** START RECORDS FOR THIS EXERCISE **

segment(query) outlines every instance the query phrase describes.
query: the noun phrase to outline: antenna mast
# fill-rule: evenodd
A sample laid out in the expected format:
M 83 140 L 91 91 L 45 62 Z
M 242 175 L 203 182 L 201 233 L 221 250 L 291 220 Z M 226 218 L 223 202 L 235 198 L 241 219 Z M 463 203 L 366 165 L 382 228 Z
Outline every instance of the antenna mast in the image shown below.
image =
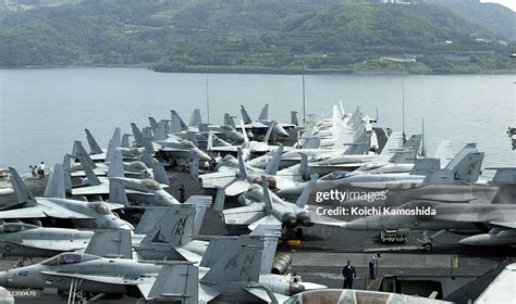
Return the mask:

** END RECORDS FOR THIS EXERCISE **
** START RECORDS FOR THIS EXERCISE **

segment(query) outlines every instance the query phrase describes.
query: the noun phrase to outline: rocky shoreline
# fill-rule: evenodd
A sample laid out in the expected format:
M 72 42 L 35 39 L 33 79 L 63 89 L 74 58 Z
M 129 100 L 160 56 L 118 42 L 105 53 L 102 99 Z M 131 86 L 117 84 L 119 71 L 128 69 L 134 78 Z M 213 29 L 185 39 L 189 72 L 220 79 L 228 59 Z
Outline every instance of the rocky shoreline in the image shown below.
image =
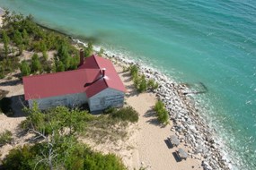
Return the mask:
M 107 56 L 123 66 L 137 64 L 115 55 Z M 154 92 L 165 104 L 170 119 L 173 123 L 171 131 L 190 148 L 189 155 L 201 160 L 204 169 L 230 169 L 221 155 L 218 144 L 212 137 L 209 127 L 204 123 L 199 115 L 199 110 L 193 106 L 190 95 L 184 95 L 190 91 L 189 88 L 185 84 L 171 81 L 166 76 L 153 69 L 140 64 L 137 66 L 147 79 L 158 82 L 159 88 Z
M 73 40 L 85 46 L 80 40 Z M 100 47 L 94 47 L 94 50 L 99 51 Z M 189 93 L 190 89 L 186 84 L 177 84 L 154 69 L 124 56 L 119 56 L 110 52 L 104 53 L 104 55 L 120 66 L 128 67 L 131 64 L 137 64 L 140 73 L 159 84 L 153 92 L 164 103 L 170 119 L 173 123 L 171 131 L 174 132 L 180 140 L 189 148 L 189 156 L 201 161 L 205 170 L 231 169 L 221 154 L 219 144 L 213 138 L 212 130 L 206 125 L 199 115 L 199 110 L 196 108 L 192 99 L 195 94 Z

** END RECORDS FOR THIS EXERCISE **

* **WHAT YOU HAVE TO DO**:
Pull out the lines above that contain the word "every", copying each one unchanged.

* **FULL RESPONSE**:
segment(query) outlines every instance the query phrase describes.
Outline every instance of the antenna mast in the image shown below.
segment(query) outlines every instance the query phrase describes.
Outline every instance of the rocky shoreline in the image shown below.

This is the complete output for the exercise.